Problem statement | Carry on the forum thread about peakdet missing small glottal cycles inside a voiced rhyme, starting after its final line.

Quoted text |
Dealing with 'hill pattern' glottal cycles inside a fully voiced rhyme

[MinhChauNGUYEN]

Peakdet can't detect the five glottal cycles in the middle of a rhyme where the intensity of voicing decreases abruptly, as in the above figure. The five small cycles are all contained inside the 7th detected cycle. This leads to a spurious f0 value, as if there were no succession of glottis openings and closures in the whole interval. The reason is that as can be seen on the DEGG signal, there are no precise peaks for these small cycles. The oscillations take place between two clear closing peaks. They have a 'hill pattern', like the one found at soft offset of voicing (see issue #1 ). As a consequence, the f0 curve is unreasonable with a spurious f0 value which is extremely low (under 30 Hz) whereas all other values are above 120 Hz. If one only looked at the results of peakdet, without referring to the audio, EGG and DEGG signals, this could easily be mistaken for a case of glottalization.

How to deal with this? Here is a suggestion for a solution.

It is not a signal error (artefact): in view of the audio, it seems clear that something really happens in the larynx such as a change of phonation mechanism (from m1 to m2: 'chest voice' to 'head voice'), maybe also with some movement of the whole larynx. Although there are no precise peaks for both closing and opening, the electroglottograph still captures this phenomenon: four small oscillations, which probably correspond to five glottal cycles. Therefore, PeakDet should implement a solution to add cycles where necessary. The user will do it roughly by looking at the signal.

PS Here is a link to the signals for this example: https://www.dropbox.com/s/yctplk9u9yrzq33/Method_PeakDet_PetitPeaks_M14_1541_audio.wav?dl=0

[alexis-michaud]

Interesting situation. What may be happening here? Rapid larynx movement, with a transition from phonation mechanism m1 to phonation mechanism m2? Rapid decrease in the amplitude of the modulation in vocal fold contact area could lead to losing the signal. It is reminiscent of signal loss (or sudden reduction in signal amplitude) in rising tones in Vietnamese data (D1, sắc) by male speakers.

Looking at the audio signal, it is clear that this is not just an artefact of EGG recording, since the audio signal, too, has much reduced amplitude at that point.

The functionality has now been added to peakdet_inter. It should be self-explanatory.

disp('If some of the glottal cycles went undetected, or extra cycles were erroneously detected:')
disp('- enter 1 (one) to change the settings for automatic detection, or')
disp('- enter 2 to make changes manually (by visual detection of cycles not detected by the script).')

The f0 value for each cycle is simply the f0 of the spurious cycle (cycle 7 in your example) multiplied by the number of cycles detected visually by the user (in your example: five cycles).

This functionality is to be used carefully, of course.

The added cycles can be detected automatically because they only contain 3 values: the first 3 columns (beginning of cycle, end of cycle, and f0): the rest of the columns contain zeros.

Please test & send feedback!

Information given |

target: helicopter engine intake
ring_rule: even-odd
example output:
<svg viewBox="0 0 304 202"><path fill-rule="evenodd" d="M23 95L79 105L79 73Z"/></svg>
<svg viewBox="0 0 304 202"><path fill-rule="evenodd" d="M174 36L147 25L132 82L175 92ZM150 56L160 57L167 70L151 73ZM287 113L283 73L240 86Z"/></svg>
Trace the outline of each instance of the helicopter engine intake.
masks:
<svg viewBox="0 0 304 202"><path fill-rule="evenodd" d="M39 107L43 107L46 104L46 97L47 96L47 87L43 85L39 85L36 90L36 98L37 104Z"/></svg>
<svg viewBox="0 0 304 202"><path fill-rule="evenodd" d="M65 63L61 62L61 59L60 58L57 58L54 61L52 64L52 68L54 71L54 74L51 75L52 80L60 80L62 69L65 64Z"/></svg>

Exercise response |
[MinhChauNGUYEN]

Here is the output after I applied your latest version. It detected 5 cycles but put them at the same values: 150Hz.

I don't know whether it's better than I changed manually the f0 values of cycle 7, as following.

[alexis-michaud]

A difficulty with treating cycle 7 as one cycle (just changing its f0 to a 'reasonable' rule-of-thumb value) is that the time codes for the cycles in the results file will contain a gap: the duration of cycle 7 will not match the f0. So the image of the syllable rhyme that is provided in the results file will be pretty different from what listeners hear.

Intuitively, having as many cycles in the results file as you can detect by eye is the intended result, and it makes sense (in a way that is to be investigated further, and explained carefully, of course). One way to double-check that this 'hackaround' matches the data (noting that the extra cycles are not on a par with the other cycles: this has to be taken into account, of course) is to look at the electroglottographic signal as divided into cycles through the 'hackaround'.

Using your example: here is what the division into cycles looks like if cycle 7 is split into 5 petit cycles (I like your label 'PetitPeaks' for this issue!) and here is the corresponding dEGG signal, with the same time marks:

To me, this looks OK, and is better than manually setting the f0 of cycle 7 to five times the originally detected f0. The artificially flat sequence of cycles with identical f0 does not look 'natural', but keeping in mind that this method is a 'patch', and that the small cycles should be treated as different from the others in very important qualitative respects, there is no obvious benefit in trying further refinements to obtain a smoother curve. (Of course, if there are principled reasons to do further refinements, that would be good to know, and worth investigating.)

[alexis-michaud]

@MinhChauNGUYEN If the current version of Peakdet (i.e. after this change) works OK, please let me know so I can bump versions (making the current version into v1.0.4) and close this issue.

No hurry: feedback within 2 weeks (& bug reports if sthg is not working) would be fine.

[MinhChauNGUYEN]

It works well :thumbsup: Thanks.

[alexis-michaud]

OK, good! v1.0.4 it is, then.